# Text block:
┄┄┄┄┄┄┄┄┄┄
The basement is the part nobody forgets. Down a narrow staircase, past padded cells designed for prisoners declared mentally unstable, past a chamber labeled 'kitchen' on the original floor plan that was actually a place of execution, the museum has preserved what the KGB tried to erase. When the Soviets left this building in 1991, they covered the bullet-marked floor with concrete. The museum took the concrete back up. Over a thousand people were shot in this basement between 1944 and the early 1960s, roughly a third of them for the crime of resisting Soviet occupation. The building above stands across from Lukiškės Square in central Vilnius, an unremarkable stone facade completed in 1890 to house a tsarist court. Almost every regime that ruled Lithuania since then has used it for the same purpose.
Few buildings in Europe carry such a sequence of occupants. Built as the courthouse of the Vilna Governorate in 1890, the structure was used by the German Empire during the First World War, then by the newborn Lithuanian army as a conscription center, then by Bolshevik commissars during the brief Soviet seizure of 1919. After Polish forces took Vilnius in 1920, it housed the courts of the Wilno Voivodeship. In 1940 the Soviet Union annexed Lithuania, and the basement became a prison. The next year Nazi Germany invaded, and the Gestapo moved in; inscriptions scratched into the cell walls by Gestapo prisoners are still visible. In 1944 the Red Army returned, and the KGB took the building and held it for forty-seven years.
┄┄┄┄┄┄┄┄┄┄
# Work instruction A:
According to the text on the Vilnius building, what did the Soviets do to the basement floor when they left in 1991?
# Work instruction B:
List every distinct four-digit year that appears in the text on the Vilnius building, in ascending order.
# Work instruction C:
Write the next part of the text on the Vilnius building, beginning right after its final sentence.
The entries play no part in this work.
┄┄┄┄┄┄┄┄┄┄
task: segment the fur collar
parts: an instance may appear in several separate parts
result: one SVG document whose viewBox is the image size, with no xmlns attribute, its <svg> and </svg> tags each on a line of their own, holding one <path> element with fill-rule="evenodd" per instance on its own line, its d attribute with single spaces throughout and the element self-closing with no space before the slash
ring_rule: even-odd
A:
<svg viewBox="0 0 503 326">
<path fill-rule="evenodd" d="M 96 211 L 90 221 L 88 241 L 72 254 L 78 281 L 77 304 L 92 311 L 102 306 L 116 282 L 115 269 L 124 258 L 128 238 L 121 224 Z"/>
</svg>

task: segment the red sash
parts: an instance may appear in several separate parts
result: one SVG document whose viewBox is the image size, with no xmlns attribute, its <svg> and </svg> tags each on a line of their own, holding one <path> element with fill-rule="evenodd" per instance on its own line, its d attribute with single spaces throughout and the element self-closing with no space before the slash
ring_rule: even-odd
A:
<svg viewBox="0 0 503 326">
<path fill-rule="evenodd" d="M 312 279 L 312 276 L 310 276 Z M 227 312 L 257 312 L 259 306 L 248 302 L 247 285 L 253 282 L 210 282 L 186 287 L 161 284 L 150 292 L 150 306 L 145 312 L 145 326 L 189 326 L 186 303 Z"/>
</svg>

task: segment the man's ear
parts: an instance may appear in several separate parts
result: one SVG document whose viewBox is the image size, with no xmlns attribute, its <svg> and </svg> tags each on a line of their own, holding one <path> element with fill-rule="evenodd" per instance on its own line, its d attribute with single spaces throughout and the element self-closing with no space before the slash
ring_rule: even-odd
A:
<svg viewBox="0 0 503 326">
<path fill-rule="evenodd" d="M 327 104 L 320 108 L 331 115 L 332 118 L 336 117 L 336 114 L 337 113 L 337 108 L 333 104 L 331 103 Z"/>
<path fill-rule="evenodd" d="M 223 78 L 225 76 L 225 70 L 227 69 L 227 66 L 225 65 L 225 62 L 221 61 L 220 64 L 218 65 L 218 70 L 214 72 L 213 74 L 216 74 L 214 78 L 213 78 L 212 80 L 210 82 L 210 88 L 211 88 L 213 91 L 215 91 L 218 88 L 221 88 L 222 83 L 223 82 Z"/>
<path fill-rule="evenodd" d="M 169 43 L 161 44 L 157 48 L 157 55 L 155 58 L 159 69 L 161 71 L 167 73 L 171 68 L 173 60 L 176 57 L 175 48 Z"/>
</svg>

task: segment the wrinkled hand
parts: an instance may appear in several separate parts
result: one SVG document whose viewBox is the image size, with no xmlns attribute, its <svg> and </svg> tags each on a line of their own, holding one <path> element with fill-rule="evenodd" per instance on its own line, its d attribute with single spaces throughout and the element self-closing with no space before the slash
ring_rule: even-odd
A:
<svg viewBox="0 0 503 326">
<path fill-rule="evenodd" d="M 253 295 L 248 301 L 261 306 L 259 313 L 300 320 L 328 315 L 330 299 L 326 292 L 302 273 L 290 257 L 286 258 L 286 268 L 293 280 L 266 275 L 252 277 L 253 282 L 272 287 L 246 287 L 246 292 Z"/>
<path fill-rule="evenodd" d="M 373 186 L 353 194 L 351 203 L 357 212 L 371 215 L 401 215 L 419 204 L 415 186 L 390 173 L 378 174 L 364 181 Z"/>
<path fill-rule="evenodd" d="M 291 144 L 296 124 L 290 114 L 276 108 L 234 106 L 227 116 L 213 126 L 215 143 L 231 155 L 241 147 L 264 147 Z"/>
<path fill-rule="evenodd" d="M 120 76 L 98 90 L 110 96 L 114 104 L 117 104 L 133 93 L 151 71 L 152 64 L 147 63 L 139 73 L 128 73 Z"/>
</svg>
┄┄┄┄┄┄┄┄┄┄
# Task output A:
They covered the bullet-marked floor with concrete.

# Task output B:
1890, 1919, 1920, 1940, 1944, 1991

# Task output C:
Lithuania paid a steep price under Soviet rule. Mass deportations in June 1941 sent tens of thousands to Siberia, often in cattle cars in the middle of the night, and a second wave in 1944-1953 deported roughly 130,000 more. In total, around 280,000 Lithuanians were either deported or imprisoned in the gulag system; tens of thousands died in transit or in the camps. The Forest Brothers, Lithuanian partisans who fought a guerrilla war in the woodlands from 1944 into the 1950s, lost an estimated 22,000 fighters. The Holocaust in Lithuania was its own catastrophe; an estimated 195,000 Lithuanian Jews were murdered between 1941 and 1944, roughly ninety-five percent of the prewar Jewish population, the highest rate of destruction anywhere in Europe. Both occupations brought mass death.
The execution chamber is preserved as it was found, walls scarred where bullets passed through bodies. A glass floor in one section displays personal objects recovered from the mass graves at Tuskulėnai Manor, north of central Vilnius, where most of the basement victims were buried. Tuskulėnai is now a branch of the museum. Upstairs, exhibits document the Forest Brothers, the deportations, the underground press that printed clandestinely throughout the occupation, and the personal belongings of the dead, donated by surviving family members who saw the museum as the safest place to keep them. The collection grows yearly; descendants still arrive with photographs, letters, and objects pulled from drawers when grandparents finally felt safe enough to speak.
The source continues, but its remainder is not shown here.